§ Task description: Render every line of the data below as a Markdown table with the columns Row and Data line, numbering the rows and skipping blank lines. Leave the pictures out of the table.

• • • • •

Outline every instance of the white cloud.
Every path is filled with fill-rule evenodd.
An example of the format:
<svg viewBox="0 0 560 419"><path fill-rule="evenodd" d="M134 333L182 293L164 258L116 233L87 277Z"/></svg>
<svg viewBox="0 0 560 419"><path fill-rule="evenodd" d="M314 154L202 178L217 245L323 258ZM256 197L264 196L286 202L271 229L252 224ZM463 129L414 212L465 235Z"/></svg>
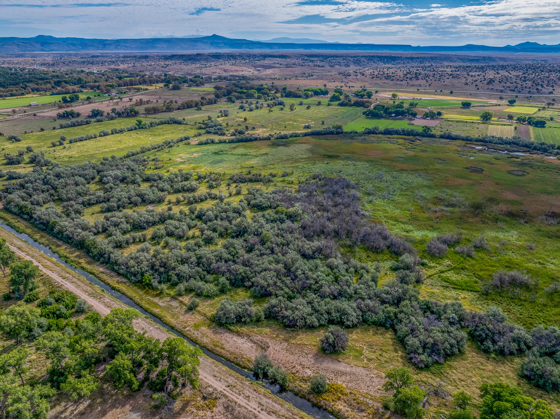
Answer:
<svg viewBox="0 0 560 419"><path fill-rule="evenodd" d="M113 38L217 33L265 39L282 33L346 42L505 45L549 43L560 35L558 0L488 0L458 7L427 3L419 8L402 2L84 0L71 4L62 0L3 0L0 13L8 17L0 20L0 36L24 32Z"/></svg>

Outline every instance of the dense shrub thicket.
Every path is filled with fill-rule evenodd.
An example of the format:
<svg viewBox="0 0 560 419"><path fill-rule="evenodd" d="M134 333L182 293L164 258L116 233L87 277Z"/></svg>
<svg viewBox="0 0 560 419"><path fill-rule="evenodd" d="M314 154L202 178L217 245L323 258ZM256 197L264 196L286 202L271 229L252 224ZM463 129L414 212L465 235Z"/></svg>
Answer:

• • • • •

§ Finished answer:
| Row | Data line |
|---|---|
| 1 | Outline every instance of the white cloud. |
| 2 | Every path is filled with fill-rule evenodd. |
| 3 | An example of the format: |
| 4 | <svg viewBox="0 0 560 419"><path fill-rule="evenodd" d="M134 333L182 293L164 258L116 233L87 277Z"/></svg> |
| 5 | <svg viewBox="0 0 560 419"><path fill-rule="evenodd" d="M314 154L202 178L217 245L323 258ZM256 197L264 196L286 202L271 229L252 224ZM463 129L414 212L465 235Z"/></svg> |
| 6 | Answer: |
| 7 | <svg viewBox="0 0 560 419"><path fill-rule="evenodd" d="M113 38L217 33L265 39L282 33L346 42L505 45L549 43L560 35L558 0L488 0L458 7L427 3L419 8L402 2L84 0L71 4L62 0L3 0L0 13L8 17L0 20L0 36L24 32Z"/></svg> |
| 8 | Outline every instance of the dense shrub thicket. |
| 9 | Every path is filled with fill-rule evenodd. |
| 10 | An example of the format: |
| 11 | <svg viewBox="0 0 560 419"><path fill-rule="evenodd" d="M134 333L182 293L164 258L116 233L87 277Z"/></svg> |
| 12 | <svg viewBox="0 0 560 419"><path fill-rule="evenodd" d="M314 154L202 178L217 245L323 258ZM256 197L264 196L286 202L271 229L252 224ZM463 129L414 212L465 235Z"/></svg> |
| 13 | Answer: |